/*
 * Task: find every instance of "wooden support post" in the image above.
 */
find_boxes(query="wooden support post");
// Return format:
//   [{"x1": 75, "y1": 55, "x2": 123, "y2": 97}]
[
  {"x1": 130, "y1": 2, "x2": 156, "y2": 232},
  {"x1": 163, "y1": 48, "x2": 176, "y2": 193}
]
:::::
** EXERCISE REQUIREMENTS **
Recast every line of the entries above as a numbered list, skipping any blank lines.

** RIGHT ANSWER **
1. /*
2.  * Task: find every instance of "wooden support post" in the image above.
3.  */
4. find_boxes(query="wooden support post");
5. // Return format:
6. //   [{"x1": 75, "y1": 55, "x2": 123, "y2": 97}]
7. [
8.   {"x1": 130, "y1": 2, "x2": 156, "y2": 232},
9.   {"x1": 163, "y1": 48, "x2": 176, "y2": 193}
10. ]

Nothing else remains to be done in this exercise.